▶ **Work item**: Go through the data underneath and copy every line exactly.
══ Extracted entries ══
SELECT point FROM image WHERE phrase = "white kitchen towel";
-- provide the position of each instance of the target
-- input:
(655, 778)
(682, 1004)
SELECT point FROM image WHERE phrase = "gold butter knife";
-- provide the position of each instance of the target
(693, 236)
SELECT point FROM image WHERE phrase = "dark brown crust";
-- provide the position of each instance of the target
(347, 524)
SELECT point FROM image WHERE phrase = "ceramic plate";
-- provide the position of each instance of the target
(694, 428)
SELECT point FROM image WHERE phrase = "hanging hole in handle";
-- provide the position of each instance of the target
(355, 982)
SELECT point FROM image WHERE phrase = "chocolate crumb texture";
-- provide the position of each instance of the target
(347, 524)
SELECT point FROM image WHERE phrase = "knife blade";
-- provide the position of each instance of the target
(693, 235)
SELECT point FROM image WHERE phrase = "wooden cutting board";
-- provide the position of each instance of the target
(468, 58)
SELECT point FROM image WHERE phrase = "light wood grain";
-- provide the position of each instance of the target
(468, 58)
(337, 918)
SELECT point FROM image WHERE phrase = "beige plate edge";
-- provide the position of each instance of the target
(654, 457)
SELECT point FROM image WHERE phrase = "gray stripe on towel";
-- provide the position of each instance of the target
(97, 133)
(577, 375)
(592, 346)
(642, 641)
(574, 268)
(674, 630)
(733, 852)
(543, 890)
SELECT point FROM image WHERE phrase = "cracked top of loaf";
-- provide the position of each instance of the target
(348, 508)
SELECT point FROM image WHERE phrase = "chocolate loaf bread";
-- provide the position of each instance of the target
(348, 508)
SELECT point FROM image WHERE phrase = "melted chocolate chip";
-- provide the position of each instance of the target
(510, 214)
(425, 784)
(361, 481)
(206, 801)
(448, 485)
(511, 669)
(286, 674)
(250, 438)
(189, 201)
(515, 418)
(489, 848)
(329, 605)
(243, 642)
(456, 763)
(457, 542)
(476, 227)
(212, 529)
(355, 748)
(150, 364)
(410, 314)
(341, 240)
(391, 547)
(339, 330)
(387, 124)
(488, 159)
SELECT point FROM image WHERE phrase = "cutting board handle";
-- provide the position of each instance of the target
═══
▶ **Written reply**:
SELECT point FROM image WHERE phrase = "white kitchen towel";
-- provide the position of each instance of the target
-- input:
(655, 778)
(682, 1004)
SELECT point FROM image WHERE phrase = "gold butter knife";
-- provide the position of each instance of the target
(693, 236)
SELECT point FROM image WHERE phrase = "dark brown crust";
-- provide the position of each instance of the target
(347, 524)
SELECT point FROM image WHERE phrase = "ceramic plate";
-- provide the position of each instance of the target
(694, 428)
SELECT point FROM image WHERE phrase = "hanging hole in handle";
-- provide the position of each instance of the target
(355, 982)
SELECT point FROM image WHERE phrase = "chocolate crumb texture";
-- provide the position of each instance of the target
(347, 524)
SELECT point FROM image WHERE phrase = "knife blade";
-- provide the position of each instance of the target
(693, 235)
SELECT point FROM image WHERE phrase = "wooden cutting board";
-- provide the position of each instance of the target
(468, 58)
SELECT point FROM image WHERE phrase = "light wood grain";
-- provide the position of each instance of the target
(468, 58)
(337, 918)
SELECT point FROM image WHERE phrase = "beige plate edge";
-- provide the position of each instance of the target
(654, 457)
SELECT point FROM image WHERE phrase = "gray stripe on towel";
-- provide the position of each instance of the target
(97, 133)
(577, 375)
(592, 346)
(642, 641)
(574, 268)
(674, 630)
(733, 852)
(543, 890)
SELECT point FROM image WHERE phrase = "cracked top of loaf";
-- provide the position of each instance of the target
(348, 508)
SELECT point FROM image WHERE phrase = "chocolate loaf bread";
-- provide the position of each instance of the target
(348, 508)
SELECT point FROM image WHERE phrase = "melted chocolate chip";
-- provide the position of each instance of the target
(510, 214)
(425, 784)
(361, 481)
(206, 801)
(448, 485)
(511, 669)
(286, 674)
(250, 438)
(189, 201)
(515, 418)
(489, 848)
(329, 605)
(243, 642)
(456, 763)
(457, 542)
(476, 227)
(212, 529)
(355, 748)
(150, 364)
(410, 314)
(341, 240)
(391, 547)
(339, 330)
(387, 124)
(488, 159)
SELECT point FROM image WHERE phrase = "cutting board handle";
-- provide the position of each instance of the target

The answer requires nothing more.